**PROMPT**
Retype exactly the lines below, beginning with the first and ending with the line where "141L229 147L237 143L231" appears.

____ DATASET

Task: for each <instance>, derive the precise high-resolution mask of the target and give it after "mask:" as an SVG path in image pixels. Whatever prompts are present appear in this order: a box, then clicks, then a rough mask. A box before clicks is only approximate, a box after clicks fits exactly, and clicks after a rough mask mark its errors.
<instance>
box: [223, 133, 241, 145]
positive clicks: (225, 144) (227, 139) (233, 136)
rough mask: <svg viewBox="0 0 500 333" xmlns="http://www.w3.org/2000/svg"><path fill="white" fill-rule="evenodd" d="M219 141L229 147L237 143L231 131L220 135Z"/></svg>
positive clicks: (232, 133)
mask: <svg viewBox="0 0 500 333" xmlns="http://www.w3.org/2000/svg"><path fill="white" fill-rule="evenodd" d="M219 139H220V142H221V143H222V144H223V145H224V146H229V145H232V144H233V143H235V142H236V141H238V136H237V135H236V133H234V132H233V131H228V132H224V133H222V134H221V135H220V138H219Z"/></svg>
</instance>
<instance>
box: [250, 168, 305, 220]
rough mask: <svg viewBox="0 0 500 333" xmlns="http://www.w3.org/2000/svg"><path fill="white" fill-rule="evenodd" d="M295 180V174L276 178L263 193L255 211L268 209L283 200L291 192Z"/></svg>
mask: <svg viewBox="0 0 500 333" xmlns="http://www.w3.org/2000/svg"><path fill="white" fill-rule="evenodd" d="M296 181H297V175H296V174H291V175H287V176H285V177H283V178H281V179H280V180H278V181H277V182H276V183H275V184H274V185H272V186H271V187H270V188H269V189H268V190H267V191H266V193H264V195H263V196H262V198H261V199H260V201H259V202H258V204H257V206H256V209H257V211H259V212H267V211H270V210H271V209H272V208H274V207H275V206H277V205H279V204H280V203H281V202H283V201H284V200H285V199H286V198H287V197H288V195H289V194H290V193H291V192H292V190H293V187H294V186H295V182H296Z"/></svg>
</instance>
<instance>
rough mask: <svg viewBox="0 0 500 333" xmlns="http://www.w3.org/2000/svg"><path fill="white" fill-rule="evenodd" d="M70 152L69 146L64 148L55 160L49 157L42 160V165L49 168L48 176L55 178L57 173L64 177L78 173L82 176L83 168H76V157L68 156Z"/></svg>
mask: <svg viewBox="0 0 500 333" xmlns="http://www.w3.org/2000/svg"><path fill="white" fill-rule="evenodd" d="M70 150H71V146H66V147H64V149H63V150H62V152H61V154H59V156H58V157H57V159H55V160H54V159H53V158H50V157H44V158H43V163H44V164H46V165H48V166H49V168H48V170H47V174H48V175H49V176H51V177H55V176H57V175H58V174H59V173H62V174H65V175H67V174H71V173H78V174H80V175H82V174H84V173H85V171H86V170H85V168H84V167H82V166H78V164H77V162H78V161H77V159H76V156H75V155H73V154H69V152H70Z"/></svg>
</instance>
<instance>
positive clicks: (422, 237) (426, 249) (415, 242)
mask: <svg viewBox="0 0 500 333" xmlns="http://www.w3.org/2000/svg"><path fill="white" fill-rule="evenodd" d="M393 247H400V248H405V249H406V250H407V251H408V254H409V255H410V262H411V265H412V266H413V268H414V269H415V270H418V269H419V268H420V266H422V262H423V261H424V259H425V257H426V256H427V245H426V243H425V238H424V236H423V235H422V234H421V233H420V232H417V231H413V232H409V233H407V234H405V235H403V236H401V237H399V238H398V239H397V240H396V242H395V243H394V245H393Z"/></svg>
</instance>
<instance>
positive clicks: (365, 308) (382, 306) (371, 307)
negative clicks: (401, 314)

________

**RESULT OF THIS EXERCISE**
Task: for each <instance>, derive the precise high-resolution mask of the target and give it after "mask:" as an SVG path in image pixels. Whatever prompts are present appear in this order: a box, then clicks, then a rough mask. A box before clicks is only approximate, a box after clicks fits exactly, and clicks after a rough mask mark its errors.
<instance>
box: [223, 133, 241, 145]
positive clicks: (225, 144) (227, 139) (233, 136)
rough mask: <svg viewBox="0 0 500 333" xmlns="http://www.w3.org/2000/svg"><path fill="white" fill-rule="evenodd" d="M219 141L229 147L237 143L231 131L220 135Z"/></svg>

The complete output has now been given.